**YOUR GOAL**
Only the closing part of the listing is wanted: reproduce exactly the line containing "Target: curly auburn hair" and all lines below it.

**TASK INPUTS**

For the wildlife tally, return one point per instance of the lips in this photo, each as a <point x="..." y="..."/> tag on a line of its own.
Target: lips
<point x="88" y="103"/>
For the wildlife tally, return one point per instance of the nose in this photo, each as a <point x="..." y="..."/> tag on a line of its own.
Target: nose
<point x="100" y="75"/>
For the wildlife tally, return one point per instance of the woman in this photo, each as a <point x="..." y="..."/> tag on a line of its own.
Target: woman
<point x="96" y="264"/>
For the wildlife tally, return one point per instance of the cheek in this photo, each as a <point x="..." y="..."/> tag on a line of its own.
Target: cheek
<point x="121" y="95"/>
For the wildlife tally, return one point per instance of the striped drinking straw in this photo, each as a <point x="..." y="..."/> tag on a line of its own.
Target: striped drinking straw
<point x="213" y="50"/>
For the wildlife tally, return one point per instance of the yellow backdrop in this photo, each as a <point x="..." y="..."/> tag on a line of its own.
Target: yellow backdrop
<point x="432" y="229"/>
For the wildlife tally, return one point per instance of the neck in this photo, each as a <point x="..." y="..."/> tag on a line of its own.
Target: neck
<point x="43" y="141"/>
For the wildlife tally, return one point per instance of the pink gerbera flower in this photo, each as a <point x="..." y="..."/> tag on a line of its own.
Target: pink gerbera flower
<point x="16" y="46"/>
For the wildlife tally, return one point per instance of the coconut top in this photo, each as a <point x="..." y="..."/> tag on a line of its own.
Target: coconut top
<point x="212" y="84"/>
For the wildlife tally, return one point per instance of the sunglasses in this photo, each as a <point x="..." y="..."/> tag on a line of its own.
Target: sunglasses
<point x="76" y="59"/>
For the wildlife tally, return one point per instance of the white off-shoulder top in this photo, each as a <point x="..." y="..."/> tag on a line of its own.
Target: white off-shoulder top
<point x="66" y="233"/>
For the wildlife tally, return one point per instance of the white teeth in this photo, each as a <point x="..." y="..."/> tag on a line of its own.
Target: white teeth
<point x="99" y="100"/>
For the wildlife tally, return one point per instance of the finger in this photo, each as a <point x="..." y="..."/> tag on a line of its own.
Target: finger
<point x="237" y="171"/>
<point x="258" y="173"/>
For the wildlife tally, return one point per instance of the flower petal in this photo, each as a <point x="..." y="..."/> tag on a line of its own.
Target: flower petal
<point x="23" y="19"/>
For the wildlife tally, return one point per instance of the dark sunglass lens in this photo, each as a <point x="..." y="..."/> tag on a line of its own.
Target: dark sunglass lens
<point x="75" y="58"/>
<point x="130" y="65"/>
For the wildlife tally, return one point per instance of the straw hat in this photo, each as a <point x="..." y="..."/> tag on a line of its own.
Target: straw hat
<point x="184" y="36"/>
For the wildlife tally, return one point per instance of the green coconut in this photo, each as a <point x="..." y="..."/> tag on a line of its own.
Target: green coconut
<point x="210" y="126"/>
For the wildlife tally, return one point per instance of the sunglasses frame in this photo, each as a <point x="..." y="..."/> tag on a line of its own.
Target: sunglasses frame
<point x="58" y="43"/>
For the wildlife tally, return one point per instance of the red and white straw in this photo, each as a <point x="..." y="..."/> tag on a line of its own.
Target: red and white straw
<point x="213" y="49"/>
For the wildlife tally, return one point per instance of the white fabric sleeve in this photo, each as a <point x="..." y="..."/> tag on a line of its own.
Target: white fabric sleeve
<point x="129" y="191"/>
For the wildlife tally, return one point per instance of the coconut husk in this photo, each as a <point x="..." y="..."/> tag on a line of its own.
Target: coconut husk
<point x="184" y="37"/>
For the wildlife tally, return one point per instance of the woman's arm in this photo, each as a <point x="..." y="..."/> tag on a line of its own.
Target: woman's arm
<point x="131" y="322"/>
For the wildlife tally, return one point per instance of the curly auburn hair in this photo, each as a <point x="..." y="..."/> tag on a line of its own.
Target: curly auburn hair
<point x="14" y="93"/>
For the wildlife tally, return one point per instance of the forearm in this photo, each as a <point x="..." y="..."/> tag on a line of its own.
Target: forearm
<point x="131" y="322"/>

**SOLUTION TO THE PROBLEM**
Target: curly auburn hair
<point x="14" y="93"/>
For the wildlife tally, return one point per instance of the forearm in this photo, each as a <point x="..." y="..."/> tag on a line of its own.
Target: forearm
<point x="131" y="322"/>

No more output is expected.